* **GIVEN INSTRUCTION**: Take the listing from the line with "blanket, I would be grateful." through the line with "M225 38L203 28L190" and write those lines out again, changing "balloon" to "kite" and leaving the rest as it is.

* **DATA EXCERPTS**:

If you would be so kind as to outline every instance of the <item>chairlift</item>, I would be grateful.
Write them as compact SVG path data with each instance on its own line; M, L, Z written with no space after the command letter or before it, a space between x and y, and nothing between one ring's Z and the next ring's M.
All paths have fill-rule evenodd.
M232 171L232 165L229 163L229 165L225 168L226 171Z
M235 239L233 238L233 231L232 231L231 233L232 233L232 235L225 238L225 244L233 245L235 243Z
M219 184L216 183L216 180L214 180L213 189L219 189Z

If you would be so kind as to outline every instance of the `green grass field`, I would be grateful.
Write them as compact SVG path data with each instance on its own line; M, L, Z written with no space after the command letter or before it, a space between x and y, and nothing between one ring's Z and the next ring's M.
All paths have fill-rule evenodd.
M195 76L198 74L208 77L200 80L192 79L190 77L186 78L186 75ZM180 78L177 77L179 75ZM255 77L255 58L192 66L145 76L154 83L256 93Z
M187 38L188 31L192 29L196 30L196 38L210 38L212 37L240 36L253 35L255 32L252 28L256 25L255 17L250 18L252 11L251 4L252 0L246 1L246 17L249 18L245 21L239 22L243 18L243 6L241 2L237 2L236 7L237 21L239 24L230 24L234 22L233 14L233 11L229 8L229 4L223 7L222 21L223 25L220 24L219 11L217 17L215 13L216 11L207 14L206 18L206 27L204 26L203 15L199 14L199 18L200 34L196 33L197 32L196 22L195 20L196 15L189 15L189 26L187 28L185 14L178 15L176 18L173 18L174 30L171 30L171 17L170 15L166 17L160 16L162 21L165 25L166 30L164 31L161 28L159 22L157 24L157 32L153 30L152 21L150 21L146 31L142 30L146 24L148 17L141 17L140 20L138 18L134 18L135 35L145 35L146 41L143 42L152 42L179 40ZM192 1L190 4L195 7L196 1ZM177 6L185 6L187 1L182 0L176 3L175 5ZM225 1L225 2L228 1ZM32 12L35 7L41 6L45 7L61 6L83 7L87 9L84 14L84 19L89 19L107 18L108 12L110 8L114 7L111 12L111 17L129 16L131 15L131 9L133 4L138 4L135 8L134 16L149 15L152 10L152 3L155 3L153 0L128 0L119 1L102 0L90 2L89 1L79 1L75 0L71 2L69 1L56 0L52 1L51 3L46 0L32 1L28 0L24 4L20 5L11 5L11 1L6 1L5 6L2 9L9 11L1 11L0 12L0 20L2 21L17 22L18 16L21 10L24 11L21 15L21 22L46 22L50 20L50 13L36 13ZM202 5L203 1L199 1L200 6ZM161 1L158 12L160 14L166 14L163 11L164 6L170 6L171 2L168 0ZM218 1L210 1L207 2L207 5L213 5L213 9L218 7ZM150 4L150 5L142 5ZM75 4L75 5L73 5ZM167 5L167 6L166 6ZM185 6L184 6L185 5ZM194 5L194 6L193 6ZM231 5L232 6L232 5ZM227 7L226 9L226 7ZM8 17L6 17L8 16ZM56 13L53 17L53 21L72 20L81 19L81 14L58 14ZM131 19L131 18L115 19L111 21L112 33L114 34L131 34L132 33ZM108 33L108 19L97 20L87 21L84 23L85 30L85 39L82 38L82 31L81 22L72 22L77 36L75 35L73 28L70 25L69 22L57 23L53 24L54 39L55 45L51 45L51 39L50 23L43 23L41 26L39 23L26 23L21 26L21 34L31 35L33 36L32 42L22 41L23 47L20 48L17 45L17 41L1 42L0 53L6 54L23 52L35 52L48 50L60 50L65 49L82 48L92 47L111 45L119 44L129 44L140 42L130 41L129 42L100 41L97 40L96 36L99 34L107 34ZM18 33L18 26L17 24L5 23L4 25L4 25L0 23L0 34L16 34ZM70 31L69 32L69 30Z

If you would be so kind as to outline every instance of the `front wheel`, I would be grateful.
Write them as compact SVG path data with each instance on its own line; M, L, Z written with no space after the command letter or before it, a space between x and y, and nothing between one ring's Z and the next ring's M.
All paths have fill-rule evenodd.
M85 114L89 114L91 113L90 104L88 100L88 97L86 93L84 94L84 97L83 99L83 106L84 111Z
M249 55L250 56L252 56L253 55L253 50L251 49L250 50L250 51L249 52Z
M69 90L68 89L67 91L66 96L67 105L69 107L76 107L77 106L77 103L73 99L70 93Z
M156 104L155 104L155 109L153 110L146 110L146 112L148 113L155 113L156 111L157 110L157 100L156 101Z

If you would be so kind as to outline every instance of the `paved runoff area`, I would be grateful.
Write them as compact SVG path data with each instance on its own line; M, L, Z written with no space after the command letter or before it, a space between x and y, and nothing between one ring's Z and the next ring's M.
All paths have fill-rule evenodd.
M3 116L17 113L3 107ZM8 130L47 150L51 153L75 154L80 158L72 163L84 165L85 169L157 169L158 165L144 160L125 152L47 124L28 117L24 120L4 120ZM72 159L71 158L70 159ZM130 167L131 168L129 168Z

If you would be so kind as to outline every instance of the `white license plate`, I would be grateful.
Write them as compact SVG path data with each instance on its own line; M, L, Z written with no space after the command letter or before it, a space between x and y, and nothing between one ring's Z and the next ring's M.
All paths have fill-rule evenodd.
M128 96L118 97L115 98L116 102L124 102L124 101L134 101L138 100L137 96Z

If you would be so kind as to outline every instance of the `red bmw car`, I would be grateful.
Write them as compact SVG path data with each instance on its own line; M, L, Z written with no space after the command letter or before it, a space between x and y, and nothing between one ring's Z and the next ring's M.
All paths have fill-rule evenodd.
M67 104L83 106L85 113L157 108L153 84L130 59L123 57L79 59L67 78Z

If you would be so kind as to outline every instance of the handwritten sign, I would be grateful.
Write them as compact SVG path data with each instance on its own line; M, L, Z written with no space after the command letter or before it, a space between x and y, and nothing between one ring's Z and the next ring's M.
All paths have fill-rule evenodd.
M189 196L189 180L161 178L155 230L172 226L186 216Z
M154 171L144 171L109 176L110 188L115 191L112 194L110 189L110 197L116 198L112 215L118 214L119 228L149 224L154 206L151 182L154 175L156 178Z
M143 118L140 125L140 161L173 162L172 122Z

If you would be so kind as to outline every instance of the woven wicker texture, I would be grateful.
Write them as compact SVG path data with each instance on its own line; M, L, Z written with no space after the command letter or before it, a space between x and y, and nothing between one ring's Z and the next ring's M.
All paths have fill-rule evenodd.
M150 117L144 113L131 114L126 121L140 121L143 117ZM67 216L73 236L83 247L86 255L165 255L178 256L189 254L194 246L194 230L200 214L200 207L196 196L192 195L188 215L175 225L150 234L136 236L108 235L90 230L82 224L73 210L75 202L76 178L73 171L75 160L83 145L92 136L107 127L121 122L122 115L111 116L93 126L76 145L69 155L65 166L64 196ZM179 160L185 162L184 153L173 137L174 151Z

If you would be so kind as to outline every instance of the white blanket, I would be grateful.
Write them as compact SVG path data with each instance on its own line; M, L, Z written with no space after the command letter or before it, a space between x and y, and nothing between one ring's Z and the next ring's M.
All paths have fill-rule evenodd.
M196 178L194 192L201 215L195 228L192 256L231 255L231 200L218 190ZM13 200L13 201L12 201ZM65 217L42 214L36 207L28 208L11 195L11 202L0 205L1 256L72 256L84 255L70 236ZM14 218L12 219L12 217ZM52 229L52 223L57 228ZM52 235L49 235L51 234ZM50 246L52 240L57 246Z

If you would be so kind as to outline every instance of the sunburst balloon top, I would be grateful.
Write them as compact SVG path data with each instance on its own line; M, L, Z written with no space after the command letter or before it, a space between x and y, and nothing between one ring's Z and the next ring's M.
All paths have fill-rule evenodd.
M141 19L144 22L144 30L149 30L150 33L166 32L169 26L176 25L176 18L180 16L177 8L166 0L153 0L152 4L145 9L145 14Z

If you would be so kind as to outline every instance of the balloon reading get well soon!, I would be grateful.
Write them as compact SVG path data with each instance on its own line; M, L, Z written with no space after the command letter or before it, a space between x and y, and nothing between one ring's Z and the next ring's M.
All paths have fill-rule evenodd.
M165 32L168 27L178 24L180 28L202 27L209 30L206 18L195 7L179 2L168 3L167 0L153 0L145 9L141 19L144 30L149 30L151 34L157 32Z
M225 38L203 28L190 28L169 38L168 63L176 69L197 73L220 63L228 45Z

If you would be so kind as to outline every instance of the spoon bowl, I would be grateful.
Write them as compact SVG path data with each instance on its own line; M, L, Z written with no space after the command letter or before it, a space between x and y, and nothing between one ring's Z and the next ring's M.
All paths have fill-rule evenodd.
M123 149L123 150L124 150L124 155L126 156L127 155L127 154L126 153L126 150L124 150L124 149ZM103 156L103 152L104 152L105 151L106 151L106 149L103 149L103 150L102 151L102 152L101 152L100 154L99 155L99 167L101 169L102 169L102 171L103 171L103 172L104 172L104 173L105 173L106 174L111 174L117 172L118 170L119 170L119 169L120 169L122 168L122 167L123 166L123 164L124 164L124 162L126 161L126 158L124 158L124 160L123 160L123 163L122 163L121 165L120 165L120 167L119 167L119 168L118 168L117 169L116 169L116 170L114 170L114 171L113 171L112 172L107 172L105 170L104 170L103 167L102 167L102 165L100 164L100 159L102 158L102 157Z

* **THE RESPONSE**:
If you would be so kind as to outline every instance of the white blanket, I would be grateful.
Write them as compact SVG path data with each instance on its own line; M, L, Z written with no space after the command letter or before it, a space between x and y, and nothing between one ring's Z and the next ring's M.
All paths have fill-rule evenodd.
M196 178L194 192L201 215L195 228L192 256L231 255L231 200L218 190ZM13 200L13 201L12 201ZM65 217L42 214L36 207L28 208L11 195L11 202L0 205L1 256L72 256L84 255L70 236ZM14 218L12 219L12 217ZM52 229L52 223L57 228ZM52 235L49 235L51 234ZM50 246L52 240L57 246Z

If you would be so kind as to outline every instance of the sunburst kite top, I would be grateful.
Write them as compact SVG path data with each instance on its own line; M, L, Z written with no space after the command letter or before it, a space between x and y, and nothing between one ring's Z and the next ring's M.
All paths have fill-rule evenodd.
M141 19L144 22L144 30L149 30L150 33L166 32L169 26L176 25L176 18L180 16L177 8L166 0L153 0L152 4L145 9L145 14Z

If you would be so kind as to outline every instance of the kite reading get well soon!, I would be grateful.
Write them as compact SVG path data with each instance on its own line; M, L, Z written with no space after the command letter or before it, a space between x and y, and nothing between one ring's Z and the next ring's M.
All paths have fill-rule evenodd.
M165 32L168 27L178 24L180 28L202 27L209 30L206 18L195 7L179 2L168 3L167 0L153 0L145 9L141 19L144 30L149 30L151 34L157 32Z
M225 38L203 28L190 28L169 38L168 63L176 69L197 73L220 63L228 45Z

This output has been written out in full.